Region labeling entries
----

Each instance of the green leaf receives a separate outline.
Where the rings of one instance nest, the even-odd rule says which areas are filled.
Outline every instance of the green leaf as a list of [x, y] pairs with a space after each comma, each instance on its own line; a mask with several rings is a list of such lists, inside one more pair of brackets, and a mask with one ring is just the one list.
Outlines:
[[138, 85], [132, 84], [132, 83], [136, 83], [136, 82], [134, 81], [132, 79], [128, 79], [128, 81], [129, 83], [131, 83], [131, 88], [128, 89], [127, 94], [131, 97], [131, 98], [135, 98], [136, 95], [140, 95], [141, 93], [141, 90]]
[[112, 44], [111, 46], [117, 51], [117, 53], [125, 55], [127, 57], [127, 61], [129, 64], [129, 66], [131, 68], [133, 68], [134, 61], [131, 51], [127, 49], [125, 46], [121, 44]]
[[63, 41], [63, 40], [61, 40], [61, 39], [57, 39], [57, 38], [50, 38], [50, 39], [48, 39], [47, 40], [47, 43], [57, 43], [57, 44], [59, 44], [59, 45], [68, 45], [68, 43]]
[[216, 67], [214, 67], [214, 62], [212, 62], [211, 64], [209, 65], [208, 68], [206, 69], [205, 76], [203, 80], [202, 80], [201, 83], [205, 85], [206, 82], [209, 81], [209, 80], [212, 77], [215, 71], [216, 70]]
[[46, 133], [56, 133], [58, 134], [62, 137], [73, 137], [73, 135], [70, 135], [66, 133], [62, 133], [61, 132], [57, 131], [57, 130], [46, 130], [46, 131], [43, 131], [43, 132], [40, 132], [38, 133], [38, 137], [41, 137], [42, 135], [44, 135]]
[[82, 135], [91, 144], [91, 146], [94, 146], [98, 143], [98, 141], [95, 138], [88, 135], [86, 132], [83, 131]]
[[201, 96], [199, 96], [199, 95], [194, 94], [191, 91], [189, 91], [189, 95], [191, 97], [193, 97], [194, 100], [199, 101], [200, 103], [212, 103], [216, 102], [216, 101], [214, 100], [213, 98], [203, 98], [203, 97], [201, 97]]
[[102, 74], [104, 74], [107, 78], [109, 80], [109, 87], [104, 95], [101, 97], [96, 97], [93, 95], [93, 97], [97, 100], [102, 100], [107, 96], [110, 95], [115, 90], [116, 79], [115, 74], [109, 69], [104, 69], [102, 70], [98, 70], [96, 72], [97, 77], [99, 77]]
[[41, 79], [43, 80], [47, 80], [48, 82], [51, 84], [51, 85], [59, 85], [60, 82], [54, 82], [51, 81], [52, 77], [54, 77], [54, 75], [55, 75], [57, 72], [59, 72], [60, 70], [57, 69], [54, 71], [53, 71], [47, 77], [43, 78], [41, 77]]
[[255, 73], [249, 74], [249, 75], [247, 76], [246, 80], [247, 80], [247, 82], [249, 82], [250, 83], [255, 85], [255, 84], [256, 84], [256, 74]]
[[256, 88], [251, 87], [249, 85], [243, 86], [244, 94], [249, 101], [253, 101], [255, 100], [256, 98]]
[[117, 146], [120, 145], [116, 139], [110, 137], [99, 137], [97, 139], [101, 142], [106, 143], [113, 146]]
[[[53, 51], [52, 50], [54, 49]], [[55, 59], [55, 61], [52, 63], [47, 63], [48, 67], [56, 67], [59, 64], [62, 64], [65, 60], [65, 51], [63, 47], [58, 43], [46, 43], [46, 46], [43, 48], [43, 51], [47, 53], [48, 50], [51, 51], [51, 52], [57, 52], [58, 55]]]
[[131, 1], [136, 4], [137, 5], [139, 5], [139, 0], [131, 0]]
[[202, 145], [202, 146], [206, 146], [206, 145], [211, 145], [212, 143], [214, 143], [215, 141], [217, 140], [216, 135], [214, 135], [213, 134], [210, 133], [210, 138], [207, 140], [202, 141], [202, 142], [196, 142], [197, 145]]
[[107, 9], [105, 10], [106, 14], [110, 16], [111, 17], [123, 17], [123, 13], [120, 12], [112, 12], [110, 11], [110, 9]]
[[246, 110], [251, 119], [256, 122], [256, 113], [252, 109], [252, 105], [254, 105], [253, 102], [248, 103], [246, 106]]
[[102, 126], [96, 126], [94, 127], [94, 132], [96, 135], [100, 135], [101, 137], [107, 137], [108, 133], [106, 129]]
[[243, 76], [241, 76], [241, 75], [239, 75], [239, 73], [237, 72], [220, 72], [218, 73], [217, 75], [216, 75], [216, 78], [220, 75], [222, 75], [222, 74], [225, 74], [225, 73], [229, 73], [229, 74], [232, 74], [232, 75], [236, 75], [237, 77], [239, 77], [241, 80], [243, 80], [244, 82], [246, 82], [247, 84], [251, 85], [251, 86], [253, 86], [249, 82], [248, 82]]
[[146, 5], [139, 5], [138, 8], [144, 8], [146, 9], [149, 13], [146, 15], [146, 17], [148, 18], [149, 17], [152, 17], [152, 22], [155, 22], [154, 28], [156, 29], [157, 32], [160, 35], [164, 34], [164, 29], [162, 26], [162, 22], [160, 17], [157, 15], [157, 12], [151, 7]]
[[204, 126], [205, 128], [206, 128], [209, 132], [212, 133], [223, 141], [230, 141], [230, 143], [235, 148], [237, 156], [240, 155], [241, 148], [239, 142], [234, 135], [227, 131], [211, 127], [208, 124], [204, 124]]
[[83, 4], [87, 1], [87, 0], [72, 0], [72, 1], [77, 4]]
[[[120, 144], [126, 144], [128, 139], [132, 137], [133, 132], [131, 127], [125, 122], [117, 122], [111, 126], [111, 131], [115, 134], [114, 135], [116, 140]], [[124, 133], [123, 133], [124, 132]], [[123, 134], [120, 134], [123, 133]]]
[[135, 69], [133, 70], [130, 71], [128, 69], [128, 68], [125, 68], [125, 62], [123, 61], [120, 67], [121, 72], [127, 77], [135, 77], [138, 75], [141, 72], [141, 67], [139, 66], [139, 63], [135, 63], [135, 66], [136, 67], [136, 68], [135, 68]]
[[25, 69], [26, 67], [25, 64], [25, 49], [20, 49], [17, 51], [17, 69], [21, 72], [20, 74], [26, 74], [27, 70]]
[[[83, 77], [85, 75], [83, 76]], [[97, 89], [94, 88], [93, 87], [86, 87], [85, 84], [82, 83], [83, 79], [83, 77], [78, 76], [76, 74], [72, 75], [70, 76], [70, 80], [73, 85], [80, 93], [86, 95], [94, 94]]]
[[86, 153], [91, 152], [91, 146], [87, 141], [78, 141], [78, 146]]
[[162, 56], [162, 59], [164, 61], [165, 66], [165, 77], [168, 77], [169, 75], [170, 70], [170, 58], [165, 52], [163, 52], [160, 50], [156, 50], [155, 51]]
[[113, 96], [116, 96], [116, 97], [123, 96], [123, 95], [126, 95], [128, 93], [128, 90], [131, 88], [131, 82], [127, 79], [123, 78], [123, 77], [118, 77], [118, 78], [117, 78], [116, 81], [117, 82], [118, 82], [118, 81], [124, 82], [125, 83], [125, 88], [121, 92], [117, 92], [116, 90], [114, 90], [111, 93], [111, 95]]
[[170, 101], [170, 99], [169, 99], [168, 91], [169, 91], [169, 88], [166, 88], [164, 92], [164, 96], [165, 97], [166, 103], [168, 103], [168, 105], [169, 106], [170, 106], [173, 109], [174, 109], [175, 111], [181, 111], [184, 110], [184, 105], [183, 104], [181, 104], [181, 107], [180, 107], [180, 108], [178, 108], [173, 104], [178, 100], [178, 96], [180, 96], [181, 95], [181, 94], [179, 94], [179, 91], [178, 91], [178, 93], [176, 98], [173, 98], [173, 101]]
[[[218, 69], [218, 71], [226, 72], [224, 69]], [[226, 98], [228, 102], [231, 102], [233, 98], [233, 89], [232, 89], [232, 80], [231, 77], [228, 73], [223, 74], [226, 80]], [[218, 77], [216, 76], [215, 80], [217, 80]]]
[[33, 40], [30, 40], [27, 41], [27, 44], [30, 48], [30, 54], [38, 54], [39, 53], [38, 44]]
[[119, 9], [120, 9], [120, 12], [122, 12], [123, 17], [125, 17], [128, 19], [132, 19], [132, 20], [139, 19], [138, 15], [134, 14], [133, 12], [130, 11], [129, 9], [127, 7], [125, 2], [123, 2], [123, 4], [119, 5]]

----

## Work instructions
Write out the lines from the first one through the line containing "45], [68, 43]]", inclusive, keeping every character unchanged.

## Final result
Each instance of the green leaf receives a separate outline.
Where the rings of one instance nest, the even-odd rule says which areas are filled.
Outline every instance of the green leaf as a list of [x, y] pairs with a space after each comma, each instance on its own line; a mask with several rings is a list of such lists, inside one more pair of brackets, and a mask with one ring is just the one list.
Outlines:
[[138, 85], [132, 84], [132, 83], [136, 83], [136, 82], [134, 81], [132, 79], [128, 79], [128, 81], [129, 83], [131, 83], [131, 88], [128, 89], [127, 94], [131, 97], [131, 98], [135, 98], [136, 95], [140, 95], [141, 93], [141, 90]]
[[112, 44], [111, 46], [117, 51], [117, 53], [125, 55], [127, 57], [127, 61], [129, 64], [129, 66], [131, 68], [133, 68], [134, 61], [131, 51], [127, 49], [125, 46], [121, 44]]
[[63, 41], [63, 40], [61, 40], [61, 39], [57, 39], [57, 38], [50, 38], [50, 39], [48, 39], [47, 40], [47, 43], [57, 43], [57, 44], [59, 44], [59, 45], [68, 45], [68, 43]]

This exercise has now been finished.